■ **Task requirements**
Copy the entries from the start through the line containing "MULTIPOLYGON (((64 106, 61", including both ends, but multiply every vertex coordinate in the outlines by 2.45, rounding to whole numbers with halves rounded up. Leave the pictures out.

(Outline records)
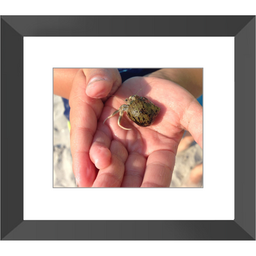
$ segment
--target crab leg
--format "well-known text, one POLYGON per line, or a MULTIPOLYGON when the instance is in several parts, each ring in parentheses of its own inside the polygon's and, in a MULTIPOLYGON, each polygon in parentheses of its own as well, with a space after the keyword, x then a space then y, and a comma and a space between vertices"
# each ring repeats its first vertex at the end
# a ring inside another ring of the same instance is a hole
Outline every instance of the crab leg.
POLYGON ((116 115, 116 114, 117 114, 118 112, 120 112, 120 110, 121 110, 121 108, 122 108, 122 106, 121 106, 117 110, 116 110, 114 113, 113 113, 112 115, 111 115, 107 117, 107 118, 104 120, 104 122, 103 122, 103 124, 104 124, 104 123, 108 118, 110 118, 111 117, 114 116, 115 115, 116 115))

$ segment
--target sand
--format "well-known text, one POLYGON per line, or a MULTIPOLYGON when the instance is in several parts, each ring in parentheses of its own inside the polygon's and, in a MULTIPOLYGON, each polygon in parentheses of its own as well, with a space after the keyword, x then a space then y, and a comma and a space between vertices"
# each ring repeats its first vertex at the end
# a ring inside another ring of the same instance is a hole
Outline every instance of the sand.
MULTIPOLYGON (((64 106, 61 98, 54 95, 54 187, 76 188, 72 168, 69 131, 67 120, 63 113, 64 106)), ((202 182, 191 184, 189 177, 191 171, 197 164, 202 163, 202 150, 196 143, 178 153, 170 187, 202 187, 202 182)))

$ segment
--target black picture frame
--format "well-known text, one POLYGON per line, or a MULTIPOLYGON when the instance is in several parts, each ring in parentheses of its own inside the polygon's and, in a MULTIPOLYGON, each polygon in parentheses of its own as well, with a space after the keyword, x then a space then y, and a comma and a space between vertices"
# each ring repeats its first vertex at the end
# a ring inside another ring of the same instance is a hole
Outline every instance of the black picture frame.
POLYGON ((255 240, 255 16, 1 16, 1 54, 2 240, 255 240), (117 36, 234 37, 234 220, 24 220, 24 36, 117 36))

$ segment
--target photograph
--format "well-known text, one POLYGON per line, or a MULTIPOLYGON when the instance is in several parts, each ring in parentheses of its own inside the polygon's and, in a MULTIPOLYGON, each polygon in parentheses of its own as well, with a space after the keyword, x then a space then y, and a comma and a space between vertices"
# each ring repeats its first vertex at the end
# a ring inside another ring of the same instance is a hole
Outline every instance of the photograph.
POLYGON ((255 240, 255 15, 1 23, 1 240, 255 240))
POLYGON ((54 68, 53 91, 54 188, 203 188, 202 68, 54 68))

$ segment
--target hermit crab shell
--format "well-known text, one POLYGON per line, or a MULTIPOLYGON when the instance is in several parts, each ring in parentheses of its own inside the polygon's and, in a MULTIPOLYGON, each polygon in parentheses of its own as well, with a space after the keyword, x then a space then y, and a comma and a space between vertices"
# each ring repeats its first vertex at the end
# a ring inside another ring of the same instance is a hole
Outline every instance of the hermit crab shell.
POLYGON ((127 115, 132 121, 143 127, 154 123, 160 108, 145 97, 132 95, 129 97, 129 101, 127 115))

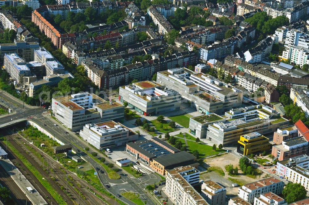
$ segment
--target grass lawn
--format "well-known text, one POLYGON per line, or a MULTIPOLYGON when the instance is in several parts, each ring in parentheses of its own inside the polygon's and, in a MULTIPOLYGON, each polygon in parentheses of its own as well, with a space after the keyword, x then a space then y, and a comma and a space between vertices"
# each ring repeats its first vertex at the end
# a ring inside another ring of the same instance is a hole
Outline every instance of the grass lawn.
POLYGON ((186 128, 189 127, 190 119, 184 115, 177 115, 168 118, 171 120, 186 128))
POLYGON ((123 169, 124 170, 126 171, 127 172, 130 173, 130 174, 131 174, 136 178, 141 176, 142 175, 142 174, 141 173, 137 174, 136 170, 129 166, 128 167, 123 167, 121 168, 122 169, 123 169))
POLYGON ((7 114, 8 113, 9 113, 8 112, 4 109, 0 108, 0 115, 7 114))
POLYGON ((267 159, 258 159, 257 160, 256 160, 256 162, 259 163, 261 165, 263 165, 264 163, 266 162, 269 162, 269 160, 268 160, 267 159))
POLYGON ((211 167, 207 169, 207 171, 208 172, 214 171, 222 176, 225 175, 223 170, 218 167, 211 167))
POLYGON ((248 183, 246 182, 244 180, 242 180, 242 179, 234 179, 233 178, 231 178, 231 177, 228 177, 227 179, 231 181, 232 182, 234 183, 237 183, 239 185, 239 186, 241 187, 244 184, 247 184, 248 183))
POLYGON ((121 195, 131 201, 133 202, 137 205, 145 205, 143 201, 138 198, 138 196, 134 192, 129 191, 124 192, 121 193, 121 195))
POLYGON ((151 124, 155 127, 156 129, 158 132, 163 132, 163 133, 167 133, 167 132, 170 132, 173 131, 177 130, 177 129, 174 129, 171 127, 171 126, 168 125, 167 123, 162 123, 163 126, 163 128, 161 128, 160 127, 161 123, 159 122, 157 120, 154 120, 150 121, 151 124))
POLYGON ((129 113, 125 113, 125 119, 127 120, 137 119, 141 117, 142 117, 132 111, 131 110, 129 110, 129 113))
MULTIPOLYGON (((184 139, 177 138, 175 138, 175 139, 176 142, 180 141, 181 142, 183 145, 185 144, 184 139)), ((211 156, 212 154, 214 155, 226 151, 224 150, 220 150, 218 148, 216 151, 214 151, 213 150, 212 146, 200 143, 197 143, 190 140, 187 140, 187 143, 188 143, 188 146, 187 146, 187 151, 192 153, 193 150, 197 150, 200 153, 199 156, 200 158, 204 158, 211 156)))
MULTIPOLYGON (((177 137, 181 137, 182 138, 184 138, 184 134, 183 133, 176 135, 176 136, 177 137)), ((194 137, 192 136, 187 133, 186 133, 186 139, 189 139, 190 140, 193 140, 193 141, 195 141, 196 139, 194 137)))

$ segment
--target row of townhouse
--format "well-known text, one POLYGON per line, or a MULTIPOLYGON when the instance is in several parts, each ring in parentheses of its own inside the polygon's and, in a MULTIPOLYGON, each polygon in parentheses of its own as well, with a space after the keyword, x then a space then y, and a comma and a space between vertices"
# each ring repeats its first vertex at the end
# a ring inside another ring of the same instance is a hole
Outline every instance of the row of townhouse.
MULTIPOLYGON (((126 54, 133 56, 135 54, 134 53, 137 52, 141 52, 139 54, 141 55, 149 53, 152 54, 152 53, 151 52, 152 48, 153 47, 163 47, 165 44, 163 44, 163 43, 164 43, 163 41, 155 38, 145 41, 133 45, 120 46, 118 48, 112 48, 104 51, 87 53, 86 51, 84 51, 85 48, 83 47, 85 45, 83 41, 70 41, 64 44, 62 46, 62 52, 67 58, 73 59, 74 62, 78 65, 80 65, 83 60, 88 58, 112 56, 114 57, 114 58, 113 59, 110 59, 111 61, 114 62, 116 64, 121 65, 125 63, 129 63, 126 62, 126 60, 124 61, 119 58, 117 60, 116 56, 126 54), (145 53, 144 50, 145 51, 149 52, 145 53)), ((114 66, 111 62, 110 61, 110 62, 111 69, 114 69, 115 67, 120 67, 117 65, 115 65, 114 66)))
POLYGON ((272 72, 269 68, 254 65, 244 61, 230 56, 225 58, 224 63, 269 82, 275 86, 284 85, 289 90, 293 87, 304 89, 307 89, 309 87, 308 78, 306 76, 299 78, 295 77, 294 75, 282 75, 272 72))
POLYGON ((157 9, 155 5, 151 6, 147 9, 147 14, 152 20, 154 25, 158 26, 158 32, 164 35, 174 29, 174 27, 166 18, 157 9))
POLYGON ((14 18, 13 14, 4 10, 0 10, 0 26, 4 29, 13 29, 16 31, 18 38, 28 42, 38 42, 27 28, 14 18))
MULTIPOLYGON (((288 3, 286 6, 290 6, 290 4, 289 4, 289 3, 288 3)), ((308 8, 309 2, 307 1, 301 3, 296 6, 285 9, 268 5, 264 6, 263 10, 273 18, 280 16, 286 16, 290 22, 296 22, 307 15, 309 13, 308 8)))
POLYGON ((274 41, 270 37, 268 37, 260 42, 254 48, 243 52, 241 51, 238 55, 240 58, 252 63, 260 62, 268 56, 273 49, 274 41))
POLYGON ((187 66, 196 63, 196 54, 193 51, 184 51, 160 58, 138 62, 119 68, 109 69, 108 58, 104 62, 93 59, 87 59, 82 63, 85 68, 86 74, 96 85, 108 88, 127 83, 129 80, 139 81, 149 78, 155 72, 176 67, 179 65, 187 66))

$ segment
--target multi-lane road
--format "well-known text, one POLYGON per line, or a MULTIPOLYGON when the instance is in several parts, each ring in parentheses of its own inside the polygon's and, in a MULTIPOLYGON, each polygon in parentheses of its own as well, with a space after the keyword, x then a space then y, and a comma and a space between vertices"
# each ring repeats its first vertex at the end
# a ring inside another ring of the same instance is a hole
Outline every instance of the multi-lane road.
MULTIPOLYGON (((14 111, 11 114, 2 116, 0 118, 0 124, 5 124, 17 119, 28 119, 38 125, 41 125, 43 123, 45 124, 46 125, 42 126, 45 130, 54 135, 56 138, 64 144, 70 144, 73 150, 75 151, 77 149, 80 150, 81 148, 84 149, 86 147, 88 147, 90 149, 89 153, 96 151, 91 147, 87 146, 87 143, 78 138, 75 134, 69 131, 61 123, 52 119, 49 116, 47 109, 23 105, 23 102, 18 99, 2 91, 0 92, 1 100, 0 102, 6 106, 9 106, 10 109, 12 109, 14 111), (54 124, 57 124, 57 126, 55 126, 54 124)), ((104 170, 104 167, 87 154, 81 152, 78 154, 85 159, 94 167, 98 167, 104 170)), ((99 153, 97 157, 99 158, 102 156, 99 153)), ((106 163, 112 162, 109 159, 107 159, 106 163)), ((147 201, 147 204, 154 205, 152 200, 145 194, 144 190, 147 184, 154 183, 158 183, 159 182, 161 178, 159 176, 156 174, 152 174, 144 175, 138 179, 131 178, 125 173, 120 171, 118 173, 121 176, 121 178, 115 180, 110 179, 107 175, 106 172, 104 172, 102 174, 98 172, 98 174, 102 183, 104 185, 108 185, 110 187, 107 189, 114 195, 120 194, 122 191, 132 191, 138 193, 140 198, 143 201, 147 201)), ((121 197, 119 199, 129 204, 135 204, 124 197, 121 197)))

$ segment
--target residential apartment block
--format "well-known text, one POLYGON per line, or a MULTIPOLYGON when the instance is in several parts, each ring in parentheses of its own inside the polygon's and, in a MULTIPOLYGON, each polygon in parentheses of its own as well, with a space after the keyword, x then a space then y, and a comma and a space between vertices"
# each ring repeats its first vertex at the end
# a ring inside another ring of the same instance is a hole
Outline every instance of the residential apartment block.
POLYGON ((36 77, 33 76, 30 69, 26 65, 26 61, 21 58, 16 54, 5 54, 3 66, 11 78, 16 81, 18 86, 28 88, 31 82, 25 82, 28 78, 24 77, 33 76, 31 78, 32 80, 35 81, 36 79, 36 77))
POLYGON ((167 172, 165 190, 173 203, 179 205, 209 204, 193 188, 192 185, 194 183, 188 180, 191 177, 199 179, 199 176, 198 171, 188 166, 177 167, 167 172))
POLYGON ((34 51, 33 58, 35 61, 40 62, 45 66, 47 75, 63 73, 64 66, 44 48, 40 47, 34 51))
POLYGON ((254 198, 254 205, 287 205, 282 198, 272 192, 262 194, 254 198))
POLYGON ((177 92, 155 82, 146 81, 120 87, 119 100, 145 115, 165 113, 180 109, 177 92))
POLYGON ((309 190, 309 175, 308 164, 309 157, 307 155, 279 161, 276 166, 277 174, 292 183, 300 183, 309 190))
POLYGON ((201 195, 210 205, 225 204, 226 191, 225 188, 211 180, 202 184, 201 195))
MULTIPOLYGON (((30 69, 30 70, 31 69, 30 69)), ((29 86, 29 97, 33 97, 36 94, 36 91, 39 90, 44 85, 55 87, 58 85, 61 81, 66 78, 74 78, 74 76, 70 72, 65 71, 61 74, 53 74, 44 76, 43 79, 31 82, 29 86)))
POLYGON ((158 26, 158 32, 160 34, 166 34, 174 29, 166 18, 157 10, 155 6, 149 6, 147 9, 147 14, 152 20, 154 25, 158 26))
POLYGON ((284 183, 272 177, 244 185, 238 188, 238 196, 249 203, 254 201, 255 197, 268 192, 280 194, 283 189, 284 183))
POLYGON ((100 150, 125 145, 138 139, 138 134, 112 120, 86 124, 80 131, 83 139, 100 150))
POLYGON ((123 119, 124 106, 107 102, 93 94, 83 93, 53 98, 52 110, 56 119, 73 131, 85 124, 123 119))
POLYGON ((33 60, 34 50, 40 48, 36 42, 26 42, 23 41, 15 40, 12 43, 0 44, 0 60, 3 61, 5 54, 16 53, 27 62, 33 60))

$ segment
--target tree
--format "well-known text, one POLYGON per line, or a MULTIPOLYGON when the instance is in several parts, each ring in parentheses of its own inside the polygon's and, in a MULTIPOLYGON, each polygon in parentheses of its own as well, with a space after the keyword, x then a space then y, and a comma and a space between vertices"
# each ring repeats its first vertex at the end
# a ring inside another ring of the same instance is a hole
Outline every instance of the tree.
POLYGON ((175 144, 175 147, 179 150, 180 150, 181 148, 181 147, 182 147, 182 143, 180 141, 178 141, 175 144))
POLYGON ((87 7, 86 8, 84 14, 87 18, 87 21, 89 22, 93 21, 97 14, 96 12, 92 7, 87 7))
POLYGON ((0 187, 0 196, 3 199, 5 202, 8 199, 11 191, 6 187, 0 187))
POLYGON ((305 199, 307 191, 300 183, 289 182, 282 191, 282 195, 288 203, 290 204, 305 199))
POLYGON ((135 120, 135 124, 137 126, 140 126, 142 125, 142 120, 141 120, 141 119, 140 118, 138 118, 135 120))
POLYGON ((187 147, 185 145, 183 145, 181 148, 180 148, 180 151, 187 151, 187 147))
POLYGON ((165 138, 165 139, 167 140, 168 140, 170 139, 170 134, 168 134, 168 132, 165 133, 165 134, 164 135, 164 137, 165 138))
POLYGON ((229 83, 232 81, 232 75, 229 73, 227 76, 224 78, 224 82, 226 83, 229 83))
POLYGON ((104 163, 105 162, 105 159, 104 157, 101 157, 100 159, 100 161, 104 163))
POLYGON ((149 130, 149 128, 150 128, 150 125, 148 123, 145 123, 143 126, 143 127, 146 131, 148 131, 149 130))
POLYGON ((16 14, 20 18, 25 18, 31 15, 32 8, 25 4, 17 7, 16 14))
POLYGON ((240 168, 240 170, 244 173, 245 172, 246 169, 247 167, 251 166, 249 159, 246 157, 245 156, 239 159, 239 168, 240 168))
POLYGON ((160 115, 157 117, 157 120, 159 123, 161 123, 164 122, 164 115, 160 115))
POLYGON ((141 42, 146 40, 148 38, 148 35, 146 32, 138 32, 136 34, 136 38, 141 42))
POLYGON ((213 145, 213 150, 214 151, 216 151, 216 150, 217 149, 217 145, 215 144, 214 144, 214 145, 213 145))
POLYGON ((198 159, 200 153, 199 153, 198 151, 196 150, 195 150, 192 151, 192 155, 196 157, 197 159, 198 159))
POLYGON ((175 45, 175 39, 180 35, 179 32, 176 29, 172 30, 165 36, 167 43, 171 45, 175 45))
POLYGON ((151 132, 154 132, 154 127, 150 127, 149 128, 149 131, 151 132))
POLYGON ((157 73, 156 73, 153 76, 152 76, 152 78, 151 79, 152 80, 154 80, 155 81, 157 81, 157 73))
POLYGON ((175 143, 176 143, 176 139, 175 139, 175 137, 174 136, 171 136, 168 140, 168 142, 171 144, 175 144, 175 143))
MULTIPOLYGON (((88 7, 88 8, 90 7, 88 7)), ((111 43, 111 42, 109 40, 108 40, 105 43, 105 45, 104 45, 104 50, 109 50, 111 48, 112 48, 112 44, 111 43)))
POLYGON ((160 128, 161 129, 163 129, 163 124, 162 123, 160 124, 160 128))
POLYGON ((225 33, 225 38, 229 38, 232 36, 234 36, 235 34, 235 29, 234 29, 234 28, 228 30, 225 33))
POLYGON ((171 121, 170 122, 170 123, 168 123, 168 125, 172 128, 175 128, 176 127, 176 123, 174 121, 171 121))
POLYGON ((136 82, 138 82, 138 80, 137 79, 134 79, 133 80, 131 81, 131 83, 134 83, 136 82))
POLYGON ((234 24, 234 22, 233 21, 226 16, 222 16, 219 18, 219 21, 221 24, 225 26, 232 26, 234 24))
POLYGON ((89 147, 86 147, 85 148, 85 150, 86 150, 86 151, 87 152, 87 153, 88 153, 88 151, 89 151, 89 147))
POLYGON ((308 64, 304 64, 303 65, 303 68, 302 68, 304 71, 306 72, 309 71, 309 65, 308 64))

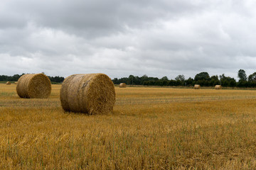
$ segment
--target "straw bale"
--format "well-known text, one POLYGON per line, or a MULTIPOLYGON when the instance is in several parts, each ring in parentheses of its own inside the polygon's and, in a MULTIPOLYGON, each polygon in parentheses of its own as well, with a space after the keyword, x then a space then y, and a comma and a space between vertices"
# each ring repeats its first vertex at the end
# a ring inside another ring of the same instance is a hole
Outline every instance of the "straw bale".
POLYGON ((27 74, 18 80, 16 91, 21 98, 46 98, 50 91, 50 81, 43 74, 27 74))
POLYGON ((216 85, 216 86, 215 86, 215 89, 216 90, 220 90, 220 89, 222 89, 222 86, 221 86, 221 85, 216 85))
POLYGON ((125 83, 120 83, 119 87, 120 88, 126 88, 126 84, 125 83))
POLYGON ((200 89, 201 86, 199 84, 195 84, 194 88, 195 88, 195 89, 200 89))
POLYGON ((114 84, 104 74, 73 74, 62 84, 60 101, 65 111, 92 115, 112 113, 114 84))

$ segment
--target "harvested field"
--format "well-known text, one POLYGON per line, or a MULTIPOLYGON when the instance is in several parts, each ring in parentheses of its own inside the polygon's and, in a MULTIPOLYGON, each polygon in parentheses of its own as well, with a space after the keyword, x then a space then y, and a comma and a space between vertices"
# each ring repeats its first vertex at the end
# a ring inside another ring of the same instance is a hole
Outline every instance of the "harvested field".
POLYGON ((256 91, 115 87, 112 114, 0 84, 1 169, 254 169, 256 91), (219 102, 220 101, 220 102, 219 102))

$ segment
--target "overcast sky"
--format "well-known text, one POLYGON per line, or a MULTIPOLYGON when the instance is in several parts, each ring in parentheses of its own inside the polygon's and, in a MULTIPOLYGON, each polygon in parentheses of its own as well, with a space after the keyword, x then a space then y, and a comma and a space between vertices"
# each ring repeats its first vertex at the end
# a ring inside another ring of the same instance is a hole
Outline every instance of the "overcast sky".
POLYGON ((0 74, 249 76, 255 8, 254 0, 1 0, 0 74))

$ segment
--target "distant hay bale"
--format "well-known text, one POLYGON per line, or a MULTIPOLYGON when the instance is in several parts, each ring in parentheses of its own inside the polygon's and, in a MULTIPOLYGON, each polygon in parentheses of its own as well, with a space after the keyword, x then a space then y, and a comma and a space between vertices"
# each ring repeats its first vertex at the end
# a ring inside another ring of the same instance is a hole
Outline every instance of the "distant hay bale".
POLYGON ((221 85, 216 85, 216 86, 215 86, 215 89, 216 90, 220 90, 220 89, 222 89, 222 86, 221 86, 221 85))
POLYGON ((126 84, 125 83, 120 83, 119 88, 126 88, 126 84))
POLYGON ((104 74, 73 74, 65 79, 60 89, 64 110, 91 115, 113 112, 114 84, 104 74))
POLYGON ((201 86, 199 84, 195 84, 194 88, 195 88, 195 89, 200 89, 201 86))
POLYGON ((50 81, 43 74, 27 74, 18 80, 16 91, 21 98, 46 98, 50 91, 50 81))

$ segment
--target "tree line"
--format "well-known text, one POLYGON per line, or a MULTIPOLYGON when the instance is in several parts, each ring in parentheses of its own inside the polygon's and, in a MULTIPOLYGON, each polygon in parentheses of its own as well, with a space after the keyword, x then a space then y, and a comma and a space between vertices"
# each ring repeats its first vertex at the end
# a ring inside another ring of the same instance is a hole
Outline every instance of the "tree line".
MULTIPOLYGON (((6 75, 0 75, 0 81, 17 81, 18 79, 22 76, 25 74, 24 73, 22 74, 14 74, 14 76, 6 76, 6 75)), ((64 81, 64 77, 63 76, 48 76, 51 82, 60 83, 64 81)))
POLYGON ((187 79, 183 74, 178 75, 175 79, 169 79, 167 76, 159 79, 145 74, 142 76, 130 75, 129 77, 114 78, 112 81, 114 84, 126 83, 144 86, 193 86, 195 84, 200 84, 202 86, 214 86, 220 84, 225 87, 256 87, 256 72, 247 76, 245 71, 240 69, 238 72, 238 78, 237 81, 234 78, 227 76, 224 74, 210 76, 208 72, 204 72, 197 74, 194 78, 189 77, 187 79))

■ **Solved exercise**
$ segment
--target crab leg
--format "well-known text, one POLYGON per line, or a MULTIPOLYGON when the instance is in several parts, each ring in parentheses of its own inside the polygon's and, in a MULTIPOLYGON, each polygon in parentheses of its own as well, with a space after the keyword, x then a space then y, and a comma and a space between vertices"
# each ring repeats its first vertex at the end
# a ring inside another ring of the same instance is a hole
Outline every instance of the crab leg.
POLYGON ((284 282, 284 279, 287 279, 289 274, 294 274, 294 270, 296 270, 296 265, 299 265, 299 260, 296 260, 287 270, 284 270, 279 277, 277 277, 274 282, 272 282, 262 287, 262 289, 255 294, 255 299, 252 299, 252 304, 255 304, 255 301, 265 289, 270 289, 272 287, 279 284, 282 282, 284 282))

$ segment
--target sand
--format "well-known text, one POLYGON per line, or a MULTIPOLYGON when the instance is in several parts, each ring in parentheses of its own inside the polygon's and, in a MULTIPOLYGON, each polygon in parentheses of its own as well, with a space after the keyword, x then a space then y, and a comma and a space between vertices"
# each ring repeats its first vertex at the end
# a ring inside another ring of the same instance is a hole
Outline every instance of the sand.
MULTIPOLYGON (((157 260, 149 240, 132 233, 132 458, 186 461, 176 412, 169 321, 164 294, 154 277, 157 260)), ((495 446, 468 451, 463 434, 468 419, 483 402, 495 399, 495 368, 480 350, 436 375, 417 458, 495 458, 495 446)))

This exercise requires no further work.